*** Document extract ***
Next week my WBR ends and chemo begins. I still don't know what regimen I will receive, and part of me doesn't want to know. So, I though I'd just ignore all of that and focus on a couple of good things that have come my way this week. Accentuate the positive, eliminate the negative...at least for today.
As many of you know, I am an art teacher in beautiful Northwest Arkansas. I am blessed to live in a state that actually mandates elementary art education for grades 1-6, which makes an amazing difference in the lives of thousands of children. I am thankful and proud to be a part of this wonderful profession.
Since NWA is now home to one of the premier art museums in the USA, Crystal Bridges Museum of American Art, this is all even more impactful for these kids and their families.
However, due to this terminal diagnosis I have been dealt, my days of teaching art are very likely over. I will forever be an art teacher, though. The students, teachers, administrators, and other teaching professionals I work with and have met along the way have been a fabulous part of a very fabulous life. Can I say it again?...I am so thankful to be a part of this profession.
If you want to see a smidgen of what I do, then check out a great resource called "Artsonia". I really didn't begin using it until last year. If you Google me and Artsonia, you can see some of our projects from last year (remember - two schools: Walker and Shaw). For more on me and my kiddos, I also have a "Mrs. Brigman's Art Room" Facebook group. It's closed, but if you ask permission, I might let you in! Lot's of fun video and images there, too, and you get an idea of what goes on in some of my happy places. (I am not linking any of this here. I figure if you are interested enough, you can find it.)
So, where is the good news here? (other than it's good that I love my job.)
*** End of Document extract ***
*** Source data ***
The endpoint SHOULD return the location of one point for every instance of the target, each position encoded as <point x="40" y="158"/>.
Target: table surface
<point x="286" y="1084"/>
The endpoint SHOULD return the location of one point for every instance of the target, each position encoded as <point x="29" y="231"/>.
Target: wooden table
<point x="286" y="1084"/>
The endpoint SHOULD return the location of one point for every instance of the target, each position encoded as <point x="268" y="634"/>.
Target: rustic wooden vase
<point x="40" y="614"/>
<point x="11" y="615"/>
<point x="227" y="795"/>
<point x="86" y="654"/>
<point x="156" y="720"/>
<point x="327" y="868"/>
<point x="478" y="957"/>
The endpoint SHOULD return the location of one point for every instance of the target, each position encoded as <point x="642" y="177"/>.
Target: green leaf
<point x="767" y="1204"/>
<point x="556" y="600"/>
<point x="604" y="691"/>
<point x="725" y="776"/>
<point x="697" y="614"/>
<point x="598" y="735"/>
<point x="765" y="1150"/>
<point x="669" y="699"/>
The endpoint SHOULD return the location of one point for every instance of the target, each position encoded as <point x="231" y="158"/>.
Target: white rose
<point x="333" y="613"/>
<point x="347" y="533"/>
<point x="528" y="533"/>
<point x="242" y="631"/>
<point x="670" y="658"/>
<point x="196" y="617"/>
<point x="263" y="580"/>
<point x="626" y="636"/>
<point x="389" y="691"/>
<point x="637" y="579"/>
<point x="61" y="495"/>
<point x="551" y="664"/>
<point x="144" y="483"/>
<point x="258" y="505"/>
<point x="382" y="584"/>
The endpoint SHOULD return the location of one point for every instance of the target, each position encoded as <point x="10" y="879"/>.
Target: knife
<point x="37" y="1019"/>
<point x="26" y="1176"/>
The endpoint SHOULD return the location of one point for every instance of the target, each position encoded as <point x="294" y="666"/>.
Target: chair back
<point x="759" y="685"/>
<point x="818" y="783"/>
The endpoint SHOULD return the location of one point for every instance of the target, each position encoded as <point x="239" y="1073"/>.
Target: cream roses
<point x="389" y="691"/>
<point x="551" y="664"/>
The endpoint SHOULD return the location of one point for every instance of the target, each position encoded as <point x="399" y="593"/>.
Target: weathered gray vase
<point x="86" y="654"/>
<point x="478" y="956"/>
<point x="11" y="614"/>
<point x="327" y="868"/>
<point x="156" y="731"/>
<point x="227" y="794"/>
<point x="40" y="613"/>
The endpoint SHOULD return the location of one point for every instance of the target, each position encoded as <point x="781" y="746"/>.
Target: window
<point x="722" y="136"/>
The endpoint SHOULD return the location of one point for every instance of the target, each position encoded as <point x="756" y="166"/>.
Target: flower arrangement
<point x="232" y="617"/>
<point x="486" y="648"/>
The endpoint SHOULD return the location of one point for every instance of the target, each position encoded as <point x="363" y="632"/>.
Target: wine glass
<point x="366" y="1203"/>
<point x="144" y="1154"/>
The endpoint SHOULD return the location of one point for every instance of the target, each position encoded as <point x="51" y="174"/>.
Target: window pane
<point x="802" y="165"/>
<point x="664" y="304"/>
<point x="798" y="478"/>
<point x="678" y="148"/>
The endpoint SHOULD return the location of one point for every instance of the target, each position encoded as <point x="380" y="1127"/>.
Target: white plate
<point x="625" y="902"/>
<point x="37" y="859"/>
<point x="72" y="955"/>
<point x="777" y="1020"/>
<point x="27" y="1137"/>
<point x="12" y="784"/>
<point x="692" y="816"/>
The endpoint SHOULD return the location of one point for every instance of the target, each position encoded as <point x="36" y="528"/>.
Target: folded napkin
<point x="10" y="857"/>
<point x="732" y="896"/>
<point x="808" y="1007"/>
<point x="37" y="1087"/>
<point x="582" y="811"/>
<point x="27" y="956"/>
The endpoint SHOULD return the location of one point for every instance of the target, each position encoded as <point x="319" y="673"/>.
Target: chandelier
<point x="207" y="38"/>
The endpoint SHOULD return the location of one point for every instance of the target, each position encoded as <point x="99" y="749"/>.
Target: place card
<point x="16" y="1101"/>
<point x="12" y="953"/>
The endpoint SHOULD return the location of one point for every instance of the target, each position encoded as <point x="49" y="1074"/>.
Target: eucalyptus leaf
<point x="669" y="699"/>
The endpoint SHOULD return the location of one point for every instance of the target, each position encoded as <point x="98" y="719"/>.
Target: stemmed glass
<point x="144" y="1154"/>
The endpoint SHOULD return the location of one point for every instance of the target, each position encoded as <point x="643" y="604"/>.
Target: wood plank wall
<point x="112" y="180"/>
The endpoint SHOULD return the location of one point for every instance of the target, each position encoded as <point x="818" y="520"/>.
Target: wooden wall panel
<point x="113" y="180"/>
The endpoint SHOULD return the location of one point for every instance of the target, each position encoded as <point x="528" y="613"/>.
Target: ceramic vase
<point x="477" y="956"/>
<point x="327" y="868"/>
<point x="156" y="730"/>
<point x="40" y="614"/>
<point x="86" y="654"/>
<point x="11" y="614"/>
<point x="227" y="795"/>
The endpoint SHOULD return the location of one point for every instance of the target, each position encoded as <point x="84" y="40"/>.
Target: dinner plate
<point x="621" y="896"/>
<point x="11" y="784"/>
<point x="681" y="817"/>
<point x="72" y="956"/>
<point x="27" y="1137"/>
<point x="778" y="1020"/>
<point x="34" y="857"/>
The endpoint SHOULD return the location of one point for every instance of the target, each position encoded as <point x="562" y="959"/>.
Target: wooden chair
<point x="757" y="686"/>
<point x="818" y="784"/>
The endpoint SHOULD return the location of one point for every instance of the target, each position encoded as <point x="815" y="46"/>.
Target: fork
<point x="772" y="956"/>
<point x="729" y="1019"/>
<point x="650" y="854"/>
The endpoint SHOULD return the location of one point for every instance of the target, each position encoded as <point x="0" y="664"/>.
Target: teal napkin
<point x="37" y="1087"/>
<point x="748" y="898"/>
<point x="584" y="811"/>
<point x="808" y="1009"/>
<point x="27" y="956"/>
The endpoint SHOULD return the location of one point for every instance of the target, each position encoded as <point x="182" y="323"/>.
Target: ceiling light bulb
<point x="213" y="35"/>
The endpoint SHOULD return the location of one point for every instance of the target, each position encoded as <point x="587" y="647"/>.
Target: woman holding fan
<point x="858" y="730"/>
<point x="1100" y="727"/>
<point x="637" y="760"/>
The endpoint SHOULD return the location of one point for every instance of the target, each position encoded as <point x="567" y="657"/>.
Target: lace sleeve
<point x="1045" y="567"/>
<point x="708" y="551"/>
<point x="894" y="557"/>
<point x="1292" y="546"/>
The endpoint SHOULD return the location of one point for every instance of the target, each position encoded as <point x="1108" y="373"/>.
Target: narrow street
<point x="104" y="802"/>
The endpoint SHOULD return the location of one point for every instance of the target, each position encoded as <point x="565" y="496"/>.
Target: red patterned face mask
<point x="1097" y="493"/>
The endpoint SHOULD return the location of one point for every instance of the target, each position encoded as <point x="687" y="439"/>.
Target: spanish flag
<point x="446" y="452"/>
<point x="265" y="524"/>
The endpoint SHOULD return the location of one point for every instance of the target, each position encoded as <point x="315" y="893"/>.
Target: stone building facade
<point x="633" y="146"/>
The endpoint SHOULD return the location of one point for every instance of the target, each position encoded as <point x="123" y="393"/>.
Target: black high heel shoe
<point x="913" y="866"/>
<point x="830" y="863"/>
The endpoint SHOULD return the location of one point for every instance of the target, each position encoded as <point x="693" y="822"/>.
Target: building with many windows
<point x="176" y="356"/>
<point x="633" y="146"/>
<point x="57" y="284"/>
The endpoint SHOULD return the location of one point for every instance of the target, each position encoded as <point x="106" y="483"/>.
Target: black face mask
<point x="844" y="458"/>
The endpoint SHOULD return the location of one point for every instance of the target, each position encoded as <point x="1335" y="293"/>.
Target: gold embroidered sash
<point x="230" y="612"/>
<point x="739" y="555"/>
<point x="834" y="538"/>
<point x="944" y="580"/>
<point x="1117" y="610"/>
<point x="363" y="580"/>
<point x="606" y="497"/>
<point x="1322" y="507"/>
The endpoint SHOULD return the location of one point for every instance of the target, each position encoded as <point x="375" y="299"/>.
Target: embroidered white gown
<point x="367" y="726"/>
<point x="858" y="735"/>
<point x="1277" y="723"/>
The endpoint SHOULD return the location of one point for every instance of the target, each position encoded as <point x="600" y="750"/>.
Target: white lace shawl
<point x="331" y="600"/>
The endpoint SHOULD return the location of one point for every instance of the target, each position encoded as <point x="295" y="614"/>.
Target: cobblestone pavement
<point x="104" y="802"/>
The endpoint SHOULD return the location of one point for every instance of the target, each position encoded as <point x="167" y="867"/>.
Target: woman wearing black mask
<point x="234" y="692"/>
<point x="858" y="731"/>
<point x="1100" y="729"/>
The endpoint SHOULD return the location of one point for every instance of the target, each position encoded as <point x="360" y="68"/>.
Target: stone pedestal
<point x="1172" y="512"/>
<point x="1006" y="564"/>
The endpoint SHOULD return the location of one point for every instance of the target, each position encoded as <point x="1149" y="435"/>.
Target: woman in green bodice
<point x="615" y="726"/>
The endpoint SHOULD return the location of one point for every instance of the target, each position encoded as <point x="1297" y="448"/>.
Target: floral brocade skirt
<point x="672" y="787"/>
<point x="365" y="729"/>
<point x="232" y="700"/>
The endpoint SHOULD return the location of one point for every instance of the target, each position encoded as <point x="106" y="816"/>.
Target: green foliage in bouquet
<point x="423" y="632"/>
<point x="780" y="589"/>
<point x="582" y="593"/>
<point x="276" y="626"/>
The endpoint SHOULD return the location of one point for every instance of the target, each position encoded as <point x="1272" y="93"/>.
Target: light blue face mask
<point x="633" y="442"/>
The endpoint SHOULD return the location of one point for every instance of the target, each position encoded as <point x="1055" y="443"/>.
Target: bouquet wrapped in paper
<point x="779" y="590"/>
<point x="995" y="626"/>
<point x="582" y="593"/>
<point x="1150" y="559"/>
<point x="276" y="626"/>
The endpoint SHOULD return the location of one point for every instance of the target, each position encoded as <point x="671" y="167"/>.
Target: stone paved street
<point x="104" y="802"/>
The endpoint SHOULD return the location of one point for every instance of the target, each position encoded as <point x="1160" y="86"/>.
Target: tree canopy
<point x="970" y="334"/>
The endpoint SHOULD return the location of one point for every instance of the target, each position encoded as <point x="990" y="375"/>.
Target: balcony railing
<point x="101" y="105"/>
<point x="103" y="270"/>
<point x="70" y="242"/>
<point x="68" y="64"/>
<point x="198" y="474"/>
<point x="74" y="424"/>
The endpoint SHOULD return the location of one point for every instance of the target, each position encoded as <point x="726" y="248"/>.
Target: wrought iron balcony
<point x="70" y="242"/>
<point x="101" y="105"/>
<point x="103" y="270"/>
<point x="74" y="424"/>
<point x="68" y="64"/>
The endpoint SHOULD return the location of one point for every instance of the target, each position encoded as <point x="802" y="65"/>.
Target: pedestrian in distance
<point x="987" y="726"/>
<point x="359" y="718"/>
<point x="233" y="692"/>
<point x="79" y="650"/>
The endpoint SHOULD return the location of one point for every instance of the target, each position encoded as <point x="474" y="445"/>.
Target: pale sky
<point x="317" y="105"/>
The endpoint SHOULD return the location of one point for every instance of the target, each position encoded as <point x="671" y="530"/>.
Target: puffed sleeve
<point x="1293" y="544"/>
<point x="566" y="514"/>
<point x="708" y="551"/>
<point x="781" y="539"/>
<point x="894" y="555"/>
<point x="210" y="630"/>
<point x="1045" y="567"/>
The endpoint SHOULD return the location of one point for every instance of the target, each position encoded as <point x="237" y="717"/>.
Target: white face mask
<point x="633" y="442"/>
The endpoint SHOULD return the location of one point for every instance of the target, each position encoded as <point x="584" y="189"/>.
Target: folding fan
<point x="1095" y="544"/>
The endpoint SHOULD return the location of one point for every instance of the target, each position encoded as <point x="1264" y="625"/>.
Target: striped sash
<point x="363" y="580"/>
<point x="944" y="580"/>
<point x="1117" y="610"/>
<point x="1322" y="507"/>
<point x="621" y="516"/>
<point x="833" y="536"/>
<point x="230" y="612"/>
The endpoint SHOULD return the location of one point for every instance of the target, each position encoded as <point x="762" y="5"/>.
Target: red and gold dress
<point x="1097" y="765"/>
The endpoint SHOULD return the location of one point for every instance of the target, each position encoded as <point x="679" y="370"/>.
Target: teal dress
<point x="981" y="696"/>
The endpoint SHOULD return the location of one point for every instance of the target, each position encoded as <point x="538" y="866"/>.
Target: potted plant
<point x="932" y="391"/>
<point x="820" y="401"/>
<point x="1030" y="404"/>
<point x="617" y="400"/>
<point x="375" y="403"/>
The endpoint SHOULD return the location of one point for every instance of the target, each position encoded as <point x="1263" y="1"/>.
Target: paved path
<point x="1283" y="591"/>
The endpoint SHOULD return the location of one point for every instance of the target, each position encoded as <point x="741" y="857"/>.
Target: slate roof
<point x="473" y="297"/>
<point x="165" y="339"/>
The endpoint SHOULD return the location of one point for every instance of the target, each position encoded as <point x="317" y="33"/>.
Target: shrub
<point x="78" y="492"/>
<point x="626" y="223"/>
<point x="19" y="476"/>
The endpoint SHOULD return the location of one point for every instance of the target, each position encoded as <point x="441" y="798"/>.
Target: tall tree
*** End of Source data ***
### Task requirements:
1) Answer these questions using the art teacher's post.
(a) Which grades does the writer's state require elementary art education for?
(b) What art museum is now located in Northwest Arkansas?
(c) What are the two schools the writer mentions?
2) Summarize the art teacher's post in two sentences.
3) Duplicate the part of the art teacher's post starting at "As many of you" and ending at "this wonderful profession.".

### Answers to each task:
1)
(a) Grades 1 through 6.
(b) Crystal Bridges Museum of American Art.
(c) Walker and Shaw.

2) An elementary art teacher in Northwest Arkansas, whose WBR ends and chemo begins next week, chooses to set that aside and focus on good things. Although a terminal diagnosis will very likely end the writer's teaching days, the writer remains thankful to be part of the profession and points readers to Artsonia and a closed "Mrs. Brigman's Art Room" Facebook group to see class projects.

3)
As many of you know, I am an art teacher in beautiful Northwest Arkansas. I am blessed to live in a state that actually mandates elementary art education for grades 1-6, which makes an amazing difference in the lives of thousands of children. I am thankful and proud to be a part of this wonderful profession.